Copy each of the following rows word for word, keeping every character and line break unchanged.

────────────────────

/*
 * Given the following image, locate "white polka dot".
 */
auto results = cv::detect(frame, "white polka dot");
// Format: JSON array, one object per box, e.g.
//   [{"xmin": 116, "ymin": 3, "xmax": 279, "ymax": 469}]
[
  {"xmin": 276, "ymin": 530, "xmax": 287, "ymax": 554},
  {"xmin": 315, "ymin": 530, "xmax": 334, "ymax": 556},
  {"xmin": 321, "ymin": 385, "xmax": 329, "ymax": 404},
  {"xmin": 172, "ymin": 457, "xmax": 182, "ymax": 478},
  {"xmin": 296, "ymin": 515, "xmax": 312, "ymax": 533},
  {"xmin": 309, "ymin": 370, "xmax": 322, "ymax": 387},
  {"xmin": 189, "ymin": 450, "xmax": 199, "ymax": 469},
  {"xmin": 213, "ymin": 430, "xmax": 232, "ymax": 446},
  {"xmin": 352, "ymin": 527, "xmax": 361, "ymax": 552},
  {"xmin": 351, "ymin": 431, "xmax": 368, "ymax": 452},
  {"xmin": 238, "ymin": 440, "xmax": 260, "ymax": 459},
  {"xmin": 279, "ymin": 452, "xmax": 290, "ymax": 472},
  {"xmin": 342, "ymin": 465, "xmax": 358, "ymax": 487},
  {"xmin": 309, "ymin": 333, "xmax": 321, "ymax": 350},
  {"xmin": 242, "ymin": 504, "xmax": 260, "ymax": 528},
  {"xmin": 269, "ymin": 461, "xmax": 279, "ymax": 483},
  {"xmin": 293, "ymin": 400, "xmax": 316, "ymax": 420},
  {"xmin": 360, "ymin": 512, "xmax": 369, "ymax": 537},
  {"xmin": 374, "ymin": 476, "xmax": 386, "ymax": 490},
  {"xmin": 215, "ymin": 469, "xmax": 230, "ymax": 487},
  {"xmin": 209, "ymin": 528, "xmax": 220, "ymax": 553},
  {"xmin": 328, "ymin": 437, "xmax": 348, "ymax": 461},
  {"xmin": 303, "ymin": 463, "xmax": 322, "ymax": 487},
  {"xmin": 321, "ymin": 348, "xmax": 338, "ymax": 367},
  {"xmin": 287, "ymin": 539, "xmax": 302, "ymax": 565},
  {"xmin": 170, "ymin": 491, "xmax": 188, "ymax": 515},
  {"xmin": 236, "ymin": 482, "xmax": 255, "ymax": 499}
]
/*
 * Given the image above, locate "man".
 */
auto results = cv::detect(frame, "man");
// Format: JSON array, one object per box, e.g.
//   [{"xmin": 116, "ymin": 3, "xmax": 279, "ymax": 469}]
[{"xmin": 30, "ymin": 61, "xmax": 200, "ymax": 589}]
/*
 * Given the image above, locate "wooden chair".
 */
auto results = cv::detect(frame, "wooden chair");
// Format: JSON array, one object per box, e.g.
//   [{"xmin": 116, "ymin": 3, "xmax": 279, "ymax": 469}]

────────────────────

ANSWER »
/*
 * Given the following image, locate "white polka dot".
 */
auto results = cv::detect(frame, "white polka dot");
// Format: JSON array, one object per box, e.g.
//   [{"xmin": 116, "ymin": 3, "xmax": 279, "ymax": 469}]
[
  {"xmin": 276, "ymin": 530, "xmax": 287, "ymax": 554},
  {"xmin": 315, "ymin": 530, "xmax": 334, "ymax": 556},
  {"xmin": 321, "ymin": 385, "xmax": 329, "ymax": 404},
  {"xmin": 172, "ymin": 457, "xmax": 182, "ymax": 478},
  {"xmin": 296, "ymin": 515, "xmax": 312, "ymax": 533},
  {"xmin": 309, "ymin": 370, "xmax": 322, "ymax": 387},
  {"xmin": 189, "ymin": 450, "xmax": 199, "ymax": 469},
  {"xmin": 213, "ymin": 430, "xmax": 232, "ymax": 446},
  {"xmin": 352, "ymin": 527, "xmax": 361, "ymax": 552},
  {"xmin": 351, "ymin": 431, "xmax": 368, "ymax": 452},
  {"xmin": 238, "ymin": 440, "xmax": 260, "ymax": 459},
  {"xmin": 279, "ymin": 452, "xmax": 290, "ymax": 472},
  {"xmin": 342, "ymin": 465, "xmax": 358, "ymax": 487},
  {"xmin": 309, "ymin": 333, "xmax": 321, "ymax": 350},
  {"xmin": 242, "ymin": 504, "xmax": 260, "ymax": 528},
  {"xmin": 269, "ymin": 461, "xmax": 279, "ymax": 483},
  {"xmin": 293, "ymin": 400, "xmax": 316, "ymax": 420},
  {"xmin": 360, "ymin": 512, "xmax": 369, "ymax": 537},
  {"xmin": 374, "ymin": 476, "xmax": 386, "ymax": 490},
  {"xmin": 215, "ymin": 469, "xmax": 230, "ymax": 487},
  {"xmin": 209, "ymin": 528, "xmax": 220, "ymax": 553},
  {"xmin": 328, "ymin": 437, "xmax": 348, "ymax": 461},
  {"xmin": 303, "ymin": 463, "xmax": 322, "ymax": 487},
  {"xmin": 321, "ymin": 348, "xmax": 338, "ymax": 367},
  {"xmin": 287, "ymin": 539, "xmax": 302, "ymax": 565},
  {"xmin": 170, "ymin": 491, "xmax": 188, "ymax": 515},
  {"xmin": 236, "ymin": 482, "xmax": 255, "ymax": 499}
]
/*
 * Given the image above, locate "man".
 */
auto results = cv::detect(frame, "man");
// Format: JSON array, one object per box, e.g.
//   [{"xmin": 116, "ymin": 3, "xmax": 279, "ymax": 469}]
[{"xmin": 30, "ymin": 61, "xmax": 200, "ymax": 589}]
/*
 * Given the image above, locate "wooden chair".
 */
auto results = cv::detect(frame, "wooden chair");
// Format: JSON array, one object per box, e.g.
//   [{"xmin": 116, "ymin": 3, "xmax": 279, "ymax": 469}]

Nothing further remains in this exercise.